*** Opening of EXCERPTED PASSAGE ***

§ Tim Loughton
To ask the Secretary of State for Health (1) what assessment he has made of the reasons for the change in the number of contraceptive injections given to school-aged girls in the last five years; 
(2) what protocols apply to the giving of the contraceptive injection to school-aged girls; 
(3) what the primary method of contraception was of teenage girls (a) below the age of 16 years and (b) over the age of 16 years in each of the last five years; 
(4) for what reasons implants were not used as the primary method of contraception for school aged girls between 1997–98 and 1999–2000; 
(5) what factors influence the decision to give a contraceptive injection rather than the contraceptive pill to school-aged girls. 
§ Miss Melanie Johnson
There has been an increase in the use of contraceptive injections administered in family planning clinics among girls aged under 16, in the last five years. There is currently very low uptake of non-user dependent methods of contraception in women of all ages. Increasing and improving access to all methods of contraception are aims of both the teenage pregnancy strategy and the sexual health and HIV strategy, to reduce rates of unintended pregnancies.
Decisions about the most suitable type of contraception are for individuals to make in consultation with health professionals. Health professionals can provide contraception to young people under 16, working within an established legal framework, provided they are satisfied that the young person is competent to fully understand the implications of any treatment and to make a choice of the treatment involved.

*** Close of EXCERPTED PASSAGE ***

> WHAT THIS TASK INVOLVES: Please transcribe the parliamentary exchange on contraceptive injections word for word, starting at the words "Decisions about the" and stopping after "the treatment involved.".

*** Opening of DATASET RECORDS ***

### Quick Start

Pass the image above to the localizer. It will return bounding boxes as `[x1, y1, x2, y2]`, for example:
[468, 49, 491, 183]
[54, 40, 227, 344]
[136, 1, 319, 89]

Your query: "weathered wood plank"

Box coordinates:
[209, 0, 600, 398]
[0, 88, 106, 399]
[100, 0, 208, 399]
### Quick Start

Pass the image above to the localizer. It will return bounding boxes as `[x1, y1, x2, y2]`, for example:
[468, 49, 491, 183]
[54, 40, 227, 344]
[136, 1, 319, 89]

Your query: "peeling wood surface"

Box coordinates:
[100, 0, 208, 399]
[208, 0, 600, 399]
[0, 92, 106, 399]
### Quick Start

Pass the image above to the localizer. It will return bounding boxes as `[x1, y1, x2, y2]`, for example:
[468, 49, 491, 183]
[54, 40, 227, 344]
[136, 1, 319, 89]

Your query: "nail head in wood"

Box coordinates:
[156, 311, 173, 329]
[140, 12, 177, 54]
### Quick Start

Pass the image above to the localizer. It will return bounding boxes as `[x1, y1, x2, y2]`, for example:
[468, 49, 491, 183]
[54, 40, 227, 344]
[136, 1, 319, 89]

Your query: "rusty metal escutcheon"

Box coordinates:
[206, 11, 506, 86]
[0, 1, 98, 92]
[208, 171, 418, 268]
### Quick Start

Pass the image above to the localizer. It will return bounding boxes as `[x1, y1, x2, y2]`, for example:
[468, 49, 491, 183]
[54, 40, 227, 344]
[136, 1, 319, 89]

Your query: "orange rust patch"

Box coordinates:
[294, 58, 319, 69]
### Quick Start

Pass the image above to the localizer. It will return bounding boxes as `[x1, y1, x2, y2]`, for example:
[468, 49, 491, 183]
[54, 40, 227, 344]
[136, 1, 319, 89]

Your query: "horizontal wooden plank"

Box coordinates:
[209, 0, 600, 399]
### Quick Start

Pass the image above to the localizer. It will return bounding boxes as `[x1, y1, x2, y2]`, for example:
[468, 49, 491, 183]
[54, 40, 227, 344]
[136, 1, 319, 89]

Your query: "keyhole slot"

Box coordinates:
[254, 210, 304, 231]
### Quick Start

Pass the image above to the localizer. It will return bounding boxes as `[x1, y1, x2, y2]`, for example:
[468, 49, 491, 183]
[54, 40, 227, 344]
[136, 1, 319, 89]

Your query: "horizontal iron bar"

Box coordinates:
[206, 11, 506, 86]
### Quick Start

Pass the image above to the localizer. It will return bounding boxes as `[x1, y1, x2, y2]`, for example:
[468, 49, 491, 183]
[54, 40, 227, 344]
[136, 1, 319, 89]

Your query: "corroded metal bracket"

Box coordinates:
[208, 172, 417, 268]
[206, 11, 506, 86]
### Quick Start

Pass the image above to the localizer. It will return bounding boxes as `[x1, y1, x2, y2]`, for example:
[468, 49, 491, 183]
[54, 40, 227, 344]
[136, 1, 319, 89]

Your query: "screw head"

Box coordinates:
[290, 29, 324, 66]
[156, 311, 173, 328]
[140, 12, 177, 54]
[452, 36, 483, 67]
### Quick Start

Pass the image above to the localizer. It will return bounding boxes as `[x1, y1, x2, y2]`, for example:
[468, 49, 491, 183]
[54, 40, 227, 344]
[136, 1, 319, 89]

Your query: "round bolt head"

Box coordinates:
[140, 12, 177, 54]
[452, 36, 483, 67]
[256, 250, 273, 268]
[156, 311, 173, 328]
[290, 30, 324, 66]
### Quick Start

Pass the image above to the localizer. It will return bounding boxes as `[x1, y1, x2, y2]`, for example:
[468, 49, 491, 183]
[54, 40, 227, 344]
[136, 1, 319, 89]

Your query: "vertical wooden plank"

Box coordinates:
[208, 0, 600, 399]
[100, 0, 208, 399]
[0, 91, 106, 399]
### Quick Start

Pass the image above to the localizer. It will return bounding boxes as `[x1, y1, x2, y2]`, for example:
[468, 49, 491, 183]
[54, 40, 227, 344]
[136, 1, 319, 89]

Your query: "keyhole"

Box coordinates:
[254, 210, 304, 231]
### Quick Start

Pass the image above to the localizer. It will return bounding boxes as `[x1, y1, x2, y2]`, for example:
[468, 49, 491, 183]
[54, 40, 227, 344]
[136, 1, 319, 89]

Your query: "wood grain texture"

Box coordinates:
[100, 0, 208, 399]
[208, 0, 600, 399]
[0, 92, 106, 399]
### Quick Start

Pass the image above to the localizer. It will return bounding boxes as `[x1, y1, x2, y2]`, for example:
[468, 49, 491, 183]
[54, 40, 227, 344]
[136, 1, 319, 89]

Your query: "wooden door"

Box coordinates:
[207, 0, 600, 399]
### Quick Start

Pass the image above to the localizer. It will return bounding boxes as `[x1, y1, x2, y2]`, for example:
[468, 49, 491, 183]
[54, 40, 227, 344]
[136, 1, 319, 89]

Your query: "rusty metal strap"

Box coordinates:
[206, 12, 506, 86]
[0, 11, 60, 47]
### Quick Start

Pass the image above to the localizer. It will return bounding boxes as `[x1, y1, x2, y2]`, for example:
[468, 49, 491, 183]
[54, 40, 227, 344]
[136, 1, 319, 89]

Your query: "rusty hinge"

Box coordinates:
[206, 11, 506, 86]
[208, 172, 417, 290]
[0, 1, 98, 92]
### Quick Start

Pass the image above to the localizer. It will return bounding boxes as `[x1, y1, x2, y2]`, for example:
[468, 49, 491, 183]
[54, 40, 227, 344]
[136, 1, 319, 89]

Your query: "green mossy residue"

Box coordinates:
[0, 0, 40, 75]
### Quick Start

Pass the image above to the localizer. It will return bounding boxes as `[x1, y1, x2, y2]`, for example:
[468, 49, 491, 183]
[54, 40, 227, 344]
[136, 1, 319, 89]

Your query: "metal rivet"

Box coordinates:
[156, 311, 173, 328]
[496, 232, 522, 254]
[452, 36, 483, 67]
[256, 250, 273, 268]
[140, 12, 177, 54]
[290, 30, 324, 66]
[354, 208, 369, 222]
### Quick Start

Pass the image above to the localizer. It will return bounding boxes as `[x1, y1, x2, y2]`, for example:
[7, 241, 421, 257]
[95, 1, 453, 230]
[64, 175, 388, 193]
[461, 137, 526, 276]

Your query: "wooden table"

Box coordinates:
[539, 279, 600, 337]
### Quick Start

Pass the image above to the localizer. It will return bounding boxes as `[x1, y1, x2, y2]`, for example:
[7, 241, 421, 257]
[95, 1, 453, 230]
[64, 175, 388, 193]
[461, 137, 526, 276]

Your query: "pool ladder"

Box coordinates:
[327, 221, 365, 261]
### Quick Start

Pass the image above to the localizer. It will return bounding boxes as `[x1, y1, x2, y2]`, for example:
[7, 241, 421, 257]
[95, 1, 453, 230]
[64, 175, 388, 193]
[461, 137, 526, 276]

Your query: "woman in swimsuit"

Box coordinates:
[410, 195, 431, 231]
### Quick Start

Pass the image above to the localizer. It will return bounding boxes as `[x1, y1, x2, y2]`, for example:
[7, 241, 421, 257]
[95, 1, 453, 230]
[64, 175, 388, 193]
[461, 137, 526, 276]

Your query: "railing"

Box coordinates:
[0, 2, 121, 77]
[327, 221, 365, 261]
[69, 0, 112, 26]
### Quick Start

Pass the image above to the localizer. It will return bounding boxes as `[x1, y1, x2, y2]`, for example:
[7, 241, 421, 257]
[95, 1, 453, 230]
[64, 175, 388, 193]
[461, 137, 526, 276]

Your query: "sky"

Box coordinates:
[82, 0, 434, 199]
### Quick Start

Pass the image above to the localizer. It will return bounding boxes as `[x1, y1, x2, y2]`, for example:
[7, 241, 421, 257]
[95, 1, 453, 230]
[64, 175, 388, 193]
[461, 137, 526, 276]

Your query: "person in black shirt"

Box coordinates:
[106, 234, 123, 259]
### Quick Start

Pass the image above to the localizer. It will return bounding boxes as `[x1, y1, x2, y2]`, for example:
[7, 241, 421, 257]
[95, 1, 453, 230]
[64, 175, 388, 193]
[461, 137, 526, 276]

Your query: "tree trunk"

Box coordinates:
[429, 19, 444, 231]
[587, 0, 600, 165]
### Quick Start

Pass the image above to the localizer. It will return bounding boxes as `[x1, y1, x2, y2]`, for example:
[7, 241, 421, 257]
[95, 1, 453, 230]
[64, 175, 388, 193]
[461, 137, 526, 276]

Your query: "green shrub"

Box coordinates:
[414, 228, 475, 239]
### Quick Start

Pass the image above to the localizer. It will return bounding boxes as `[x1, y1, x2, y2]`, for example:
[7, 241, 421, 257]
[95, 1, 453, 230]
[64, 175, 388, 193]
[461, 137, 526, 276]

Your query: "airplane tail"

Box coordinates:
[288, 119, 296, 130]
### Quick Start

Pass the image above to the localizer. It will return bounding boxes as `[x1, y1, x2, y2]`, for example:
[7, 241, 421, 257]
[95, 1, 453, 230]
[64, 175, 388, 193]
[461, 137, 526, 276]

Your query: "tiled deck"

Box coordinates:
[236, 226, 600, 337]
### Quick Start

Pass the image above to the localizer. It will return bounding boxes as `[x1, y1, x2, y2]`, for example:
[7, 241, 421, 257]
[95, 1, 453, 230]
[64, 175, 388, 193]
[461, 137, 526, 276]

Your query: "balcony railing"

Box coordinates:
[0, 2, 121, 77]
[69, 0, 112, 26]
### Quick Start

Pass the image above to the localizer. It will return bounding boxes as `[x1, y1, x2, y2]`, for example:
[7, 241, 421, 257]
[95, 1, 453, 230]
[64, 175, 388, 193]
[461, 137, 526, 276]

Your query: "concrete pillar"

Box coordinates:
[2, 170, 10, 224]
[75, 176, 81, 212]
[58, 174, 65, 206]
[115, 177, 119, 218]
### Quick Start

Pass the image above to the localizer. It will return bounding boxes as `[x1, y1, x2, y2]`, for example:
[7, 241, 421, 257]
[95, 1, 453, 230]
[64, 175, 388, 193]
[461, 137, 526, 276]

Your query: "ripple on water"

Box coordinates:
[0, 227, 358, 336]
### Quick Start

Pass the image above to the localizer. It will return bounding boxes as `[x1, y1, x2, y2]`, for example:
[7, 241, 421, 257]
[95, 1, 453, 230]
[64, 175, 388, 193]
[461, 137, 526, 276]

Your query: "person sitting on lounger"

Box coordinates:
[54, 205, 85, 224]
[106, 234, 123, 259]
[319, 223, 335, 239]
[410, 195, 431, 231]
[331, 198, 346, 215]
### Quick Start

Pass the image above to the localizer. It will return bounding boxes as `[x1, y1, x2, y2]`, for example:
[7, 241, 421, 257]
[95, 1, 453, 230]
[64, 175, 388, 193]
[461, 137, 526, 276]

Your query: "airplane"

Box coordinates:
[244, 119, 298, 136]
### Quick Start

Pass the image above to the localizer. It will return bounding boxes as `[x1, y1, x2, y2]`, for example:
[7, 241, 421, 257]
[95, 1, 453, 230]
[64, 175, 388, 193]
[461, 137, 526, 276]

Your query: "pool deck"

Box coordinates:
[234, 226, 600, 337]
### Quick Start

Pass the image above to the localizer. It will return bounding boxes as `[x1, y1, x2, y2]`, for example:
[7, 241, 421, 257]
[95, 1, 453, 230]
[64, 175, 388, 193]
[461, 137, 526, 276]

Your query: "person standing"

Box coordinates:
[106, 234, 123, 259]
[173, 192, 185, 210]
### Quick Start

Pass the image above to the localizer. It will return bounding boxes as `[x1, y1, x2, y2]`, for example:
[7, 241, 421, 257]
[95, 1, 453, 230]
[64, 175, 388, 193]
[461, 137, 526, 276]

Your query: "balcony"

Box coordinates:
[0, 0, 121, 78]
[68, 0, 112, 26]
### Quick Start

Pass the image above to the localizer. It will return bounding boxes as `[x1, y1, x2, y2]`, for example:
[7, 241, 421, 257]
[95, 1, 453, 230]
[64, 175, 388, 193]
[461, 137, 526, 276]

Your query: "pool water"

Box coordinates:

*** Close of DATASET RECORDS ***

> RESPONSE FOR THIS EXERCISE:
Decisions about the most suitable type of contraception are for individuals to make in consultation with health professionals. Health professionals can provide contraception to young people under 16, working within an established legal framework, provided they are satisfied that the young person is competent to fully understand the implications of any treatment and to make a choice of the treatment involved.